* _WORK REQUIRED_:
Copy out the following data line for line, without changing anything.

Object point labels
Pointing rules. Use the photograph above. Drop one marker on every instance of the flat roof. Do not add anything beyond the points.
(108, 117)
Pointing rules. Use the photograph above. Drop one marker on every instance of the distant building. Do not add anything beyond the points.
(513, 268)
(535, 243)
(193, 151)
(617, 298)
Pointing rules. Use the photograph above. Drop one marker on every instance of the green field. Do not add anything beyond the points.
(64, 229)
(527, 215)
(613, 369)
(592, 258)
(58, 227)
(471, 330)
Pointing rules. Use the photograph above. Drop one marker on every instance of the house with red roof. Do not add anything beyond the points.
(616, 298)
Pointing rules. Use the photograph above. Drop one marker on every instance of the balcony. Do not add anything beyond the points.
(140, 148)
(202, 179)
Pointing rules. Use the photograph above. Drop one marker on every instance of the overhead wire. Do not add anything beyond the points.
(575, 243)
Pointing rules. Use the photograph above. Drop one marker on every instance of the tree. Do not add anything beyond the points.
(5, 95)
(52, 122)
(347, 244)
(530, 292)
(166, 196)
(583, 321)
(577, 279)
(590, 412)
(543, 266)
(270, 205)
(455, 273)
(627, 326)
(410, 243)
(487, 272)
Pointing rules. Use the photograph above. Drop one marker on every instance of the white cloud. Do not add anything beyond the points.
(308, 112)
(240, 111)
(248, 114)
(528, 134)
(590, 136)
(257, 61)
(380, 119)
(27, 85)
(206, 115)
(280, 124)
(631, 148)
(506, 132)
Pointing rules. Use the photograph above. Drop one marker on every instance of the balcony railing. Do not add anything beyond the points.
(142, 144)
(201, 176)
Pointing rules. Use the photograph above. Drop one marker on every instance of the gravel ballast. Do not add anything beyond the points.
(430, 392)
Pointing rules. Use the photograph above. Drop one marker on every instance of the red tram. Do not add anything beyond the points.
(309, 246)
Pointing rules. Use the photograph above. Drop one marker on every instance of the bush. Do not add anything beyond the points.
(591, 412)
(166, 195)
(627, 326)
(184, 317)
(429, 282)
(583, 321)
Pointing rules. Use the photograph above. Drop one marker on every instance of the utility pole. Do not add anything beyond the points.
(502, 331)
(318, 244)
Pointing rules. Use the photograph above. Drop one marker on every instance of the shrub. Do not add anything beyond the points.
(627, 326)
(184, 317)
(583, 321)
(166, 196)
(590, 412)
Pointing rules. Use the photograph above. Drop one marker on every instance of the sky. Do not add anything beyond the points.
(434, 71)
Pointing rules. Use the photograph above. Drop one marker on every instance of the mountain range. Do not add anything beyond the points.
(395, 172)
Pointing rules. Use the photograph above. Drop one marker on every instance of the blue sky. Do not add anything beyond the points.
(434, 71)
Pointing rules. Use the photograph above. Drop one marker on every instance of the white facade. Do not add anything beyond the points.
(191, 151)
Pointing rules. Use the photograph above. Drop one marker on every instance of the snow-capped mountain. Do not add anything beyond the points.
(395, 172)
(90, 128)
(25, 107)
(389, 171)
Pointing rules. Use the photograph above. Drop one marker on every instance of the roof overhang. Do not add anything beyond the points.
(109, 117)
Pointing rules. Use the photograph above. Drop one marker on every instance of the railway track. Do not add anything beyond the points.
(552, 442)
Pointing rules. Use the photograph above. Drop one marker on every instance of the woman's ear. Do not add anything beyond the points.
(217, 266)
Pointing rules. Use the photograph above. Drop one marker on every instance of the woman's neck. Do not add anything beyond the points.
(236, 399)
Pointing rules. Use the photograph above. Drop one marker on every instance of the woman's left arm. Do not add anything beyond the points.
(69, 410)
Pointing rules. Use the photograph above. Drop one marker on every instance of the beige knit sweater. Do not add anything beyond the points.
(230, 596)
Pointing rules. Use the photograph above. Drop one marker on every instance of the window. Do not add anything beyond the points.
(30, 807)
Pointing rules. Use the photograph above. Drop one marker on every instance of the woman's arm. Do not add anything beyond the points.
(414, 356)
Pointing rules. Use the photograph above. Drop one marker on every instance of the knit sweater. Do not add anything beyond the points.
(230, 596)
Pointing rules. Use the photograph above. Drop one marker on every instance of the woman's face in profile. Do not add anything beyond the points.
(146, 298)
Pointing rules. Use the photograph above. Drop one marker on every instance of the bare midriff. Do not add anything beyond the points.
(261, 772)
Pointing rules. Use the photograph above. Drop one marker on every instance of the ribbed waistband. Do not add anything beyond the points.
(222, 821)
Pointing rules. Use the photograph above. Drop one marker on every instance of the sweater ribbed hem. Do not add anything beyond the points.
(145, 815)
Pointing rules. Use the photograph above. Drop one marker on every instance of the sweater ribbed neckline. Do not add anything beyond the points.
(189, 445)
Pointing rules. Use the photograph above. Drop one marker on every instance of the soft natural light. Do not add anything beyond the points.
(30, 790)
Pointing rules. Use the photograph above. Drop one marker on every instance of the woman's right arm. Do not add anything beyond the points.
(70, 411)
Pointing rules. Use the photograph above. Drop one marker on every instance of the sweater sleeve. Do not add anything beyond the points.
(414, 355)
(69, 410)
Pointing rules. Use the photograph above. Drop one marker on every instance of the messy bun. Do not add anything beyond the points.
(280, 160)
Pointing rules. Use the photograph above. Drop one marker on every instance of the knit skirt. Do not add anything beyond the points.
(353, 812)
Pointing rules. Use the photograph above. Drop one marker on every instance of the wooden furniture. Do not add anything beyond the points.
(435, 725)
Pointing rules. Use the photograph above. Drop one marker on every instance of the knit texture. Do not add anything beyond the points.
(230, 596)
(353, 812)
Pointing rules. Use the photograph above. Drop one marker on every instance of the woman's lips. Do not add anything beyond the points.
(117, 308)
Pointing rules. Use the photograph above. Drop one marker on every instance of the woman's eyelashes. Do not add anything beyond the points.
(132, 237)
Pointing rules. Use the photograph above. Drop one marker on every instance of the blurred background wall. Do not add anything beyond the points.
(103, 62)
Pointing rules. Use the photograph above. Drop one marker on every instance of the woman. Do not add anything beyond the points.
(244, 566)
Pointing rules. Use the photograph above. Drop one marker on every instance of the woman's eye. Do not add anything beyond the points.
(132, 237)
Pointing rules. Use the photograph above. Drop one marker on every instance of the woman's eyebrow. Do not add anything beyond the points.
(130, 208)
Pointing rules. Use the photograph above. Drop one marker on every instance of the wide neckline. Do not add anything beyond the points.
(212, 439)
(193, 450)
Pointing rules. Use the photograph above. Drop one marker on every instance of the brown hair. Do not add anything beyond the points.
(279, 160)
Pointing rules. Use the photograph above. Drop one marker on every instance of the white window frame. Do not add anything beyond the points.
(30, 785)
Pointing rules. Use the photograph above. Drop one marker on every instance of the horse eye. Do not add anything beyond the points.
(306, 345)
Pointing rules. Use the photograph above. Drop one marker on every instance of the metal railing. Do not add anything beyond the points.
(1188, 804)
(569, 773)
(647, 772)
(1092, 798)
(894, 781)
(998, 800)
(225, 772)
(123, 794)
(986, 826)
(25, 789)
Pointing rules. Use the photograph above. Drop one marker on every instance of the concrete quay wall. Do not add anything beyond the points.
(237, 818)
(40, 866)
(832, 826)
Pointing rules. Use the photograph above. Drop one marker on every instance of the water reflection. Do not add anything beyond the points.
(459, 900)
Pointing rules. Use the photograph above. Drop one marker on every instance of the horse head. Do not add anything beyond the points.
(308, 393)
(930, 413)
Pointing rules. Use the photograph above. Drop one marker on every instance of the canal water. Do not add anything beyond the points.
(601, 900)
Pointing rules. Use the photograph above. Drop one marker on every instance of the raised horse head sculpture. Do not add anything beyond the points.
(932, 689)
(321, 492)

* _SOLUTION TO THE PROBLEM_:
Pointing rules. Use the photograph above. Drop one marker on every instance of the flat roof. Do not add anything beyond the points.
(108, 117)
Pointing rules. Use the photograph above. Drop one marker on every instance of the distant building. Do not add anything beyond the points.
(513, 268)
(535, 243)
(193, 151)
(617, 298)
Pointing rules. Use the photograph above. Drop one marker on every instance of the green field. Do not add anything beyond the points.
(64, 229)
(527, 215)
(613, 369)
(592, 258)
(58, 227)
(471, 330)
Pointing rules. Use the photograph above. Drop one marker on every instance of the house with red roof. Do not add anything beyond the points.
(616, 298)
Pointing rules. Use the photograph above. Drop one marker on every instance of the balcony. Do not add anything beyond the points.
(140, 148)
(202, 179)
Pointing rules. Use the photograph above. Drop one marker on every instance of the overhead wire. Do not add anything beyond the points.
(575, 243)
Pointing rules. Use the photograph above. Drop one marker on every instance of the tree. Do not add anything beyond the points.
(5, 95)
(52, 122)
(347, 244)
(530, 292)
(166, 196)
(583, 321)
(577, 279)
(590, 412)
(543, 266)
(270, 205)
(455, 273)
(627, 326)
(410, 243)
(487, 272)
Pointing rules. Use the photograph above. Drop one marker on every instance of the white cloud. Do not add anything beyond the points.
(308, 112)
(240, 111)
(248, 114)
(528, 134)
(590, 136)
(257, 61)
(380, 119)
(27, 85)
(206, 115)
(280, 124)
(631, 148)
(506, 132)
Pointing rules. Use the photograph above. Drop one marker on every instance of the balcony railing. Do not add anything beyond the points.
(142, 144)
(201, 176)
Pointing rules. Use the photograph above. Drop one marker on every instance of the gravel ballast. Do not add anything beyond the points.
(430, 392)
Pointing rules. Use the photograph above. Drop one marker on every instance of the red tram. Do not add anything beyond the points.
(309, 246)
Pointing rules. Use the photograph above. Drop one marker on every instance of the bush. Do not add anything beyond the points.
(591, 412)
(166, 195)
(627, 326)
(184, 317)
(429, 282)
(583, 321)
Pointing rules. Use the photograph above. Drop one marker on every instance of the utility pole. Do not add anything beyond the points.
(502, 331)
(318, 244)
Pointing rules. Use the photograph above. Drop one marker on every instance of the shrub. Do not add anything beyond the points.
(627, 326)
(184, 317)
(583, 321)
(166, 196)
(590, 412)
Pointing rules. Use the photograph above. Drop one marker on every instance of the sky. Do not add anything beyond the points.
(434, 71)
Pointing rules. Use the photograph above. Drop one marker on every instance of the mountain range. Do not add anything beyond the points.
(395, 172)
Pointing rules. Use the photograph above. Drop one marker on every instance of the blue sky. Do not add anything beyond the points.
(434, 71)
Pointing rules. Use the photograph above. Drop one marker on every instance of the white facade. Do not add anything beyond the points.
(191, 151)
Pointing rules. Use the photograph above. Drop one marker on every instance of the snow-capped mountain. Do not add anything beyond the points.
(395, 172)
(90, 128)
(25, 107)
(389, 171)
Pointing rules. Use the photograph above. Drop one marker on every instance of the roof overhang. Do not add anything beyond the points.
(109, 117)
Pointing rules. Use the photograph above. Drop one marker on every instance of the railway track. Do not add anything beyond the points.
(552, 442)
Pointing rules. Use the photograph above. Drop one marker on every instance of the woman's ear. Do not add anything beyond the points.
(217, 266)
Pointing rules. Use the photograph above. Drop one marker on every instance of the woman's neck. Do not add anything beyond the points.
(236, 399)
Pointing rules. Use the photograph above. Drop one marker on every instance of the woman's left arm. Do not add anything beyond the points.
(69, 410)
Pointing rules. Use the photograph above. Drop one marker on every instance of the beige knit sweater. Do not add anything beyond the points.
(230, 596)
Pointing rules. Use the photograph above. Drop one marker on every instance of the window. Do not add anything beyond the points.
(30, 807)
Pointing rules. Use the photograph above. Drop one marker on every instance of the woman's arm. Do not add anything beyond the points.
(414, 356)
Pointing rules. Use the photograph above. Drop one marker on every instance of the knit sweater. Do not add anything beyond the points.
(230, 596)
Pointing rules. Use the photograph above. Drop one marker on every instance of the woman's face in profile. Do not add anything beyond the points.
(146, 298)
Pointing rules. Use the photograph above. Drop one marker on every instance of the bare midriff. Do not add anything beyond the points.
(261, 772)
Pointing rules. Use the photograph above. Drop one marker on every instance of the ribbed waistband. Do not add anything beyond the points.
(222, 821)
Pointing rules. Use the photograph above. Drop one marker on every instance of the sweater ribbed hem. Do not add anything beyond the points.
(145, 815)
Pointing rules. Use the photograph above. Drop one marker on every instance of the sweater ribbed neckline. Do not add anything beyond the points.
(189, 445)
Pointing rules. Use the photograph above. Drop one marker on every instance of the soft natural light. Do not add anything beyond the points.
(30, 790)
Pointing rules. Use the photograph above. Drop one marker on every instance of the woman's right arm. Do not add anything beyond the points.
(70, 411)
Pointing rules. Use the photograph above. Drop one marker on every instance of the sweater sleeve. Do not add anything beyond the points.
(414, 355)
(69, 410)
Pointing rules. Use the photograph above. Drop one marker on every instance of the messy bun. Do not add anything beyond the points.
(280, 160)
Pointing rules. Use the photograph above. Drop one marker on every instance of the knit skirt. Do not add anything beyond the points.
(353, 812)
Pointing rules. Use the photograph above. Drop one marker on every instance of the wooden furniture. Do not add anything beyond the points.
(435, 725)
Pointing rules. Use the photograph above. Drop one marker on every instance of the knit texture. Do not add anything beyond the points.
(230, 596)
(353, 812)
Pointing rules. Use the photograph above. Drop one marker on every instance of the woman's lips. Do not add anything beyond the points.
(117, 308)
Pointing rules. Use the photograph above. Drop one marker on every instance of the woman's eyelashes. Do not add anything beyond the points.
(132, 237)
Pointing rules. Use the photograph above. Drop one marker on every instance of the blurred background wall. Do not add anything beyond the points.
(103, 62)
Pointing rules. Use the photograph above. Drop one marker on every instance of the woman. Do not add anything beyond the points.
(244, 566)
Pointing rules. Use the photograph above. Drop one marker on every instance of the woman's eye. Do not add anything beyond the points.
(132, 237)
Pointing rules. Use the photograph above. Drop one marker on every instance of the woman's eyebrow. Do not add anything beyond the points.
(130, 208)
Pointing rules. Use the photograph above. Drop one marker on every instance of the wide neckline. Do not add anything beyond the points.
(212, 439)
(193, 450)
Pointing rules. Use the photograph above. Drop one marker on every instance of the brown hair. Do not add anything beyond the points.
(279, 160)
Pointing rules. Use the photograph above. Drop one marker on every instance of the white window frame. Do not add anything beyond the points.
(30, 785)
Pointing rules. Use the photograph above. Drop one marker on every instance of the horse eye. Do not add anything beyond the points.
(306, 345)
Pointing rules. Use the photograph above. Drop one marker on every instance of the metal railing. Do not add anything beyond the points.
(1188, 804)
(569, 773)
(647, 772)
(1092, 798)
(894, 781)
(998, 800)
(225, 772)
(123, 794)
(986, 826)
(25, 789)
Pointing rules. Use the photograph above. Drop one marker on every instance of the concrete quay wall. Do not add anything beyond the points.
(237, 818)
(40, 866)
(832, 826)
Pointing rules. Use the photograph above. Drop one marker on every instance of the water reflection. Do not add anything beyond the points.
(459, 900)
Pointing rules. Use the photograph above. Drop one marker on every instance of the horse head. Do not add anything beyond the points.
(308, 393)
(930, 413)
Pointing rules. Use the photograph above. Drop one marker on every instance of the canal water. Do not add anything beyond the points.
(601, 900)
Pointing rules. Use the photograph above. Drop one marker on every instance of the raised horse head sculpture. Do not add anything beyond the points.
(932, 689)
(321, 492)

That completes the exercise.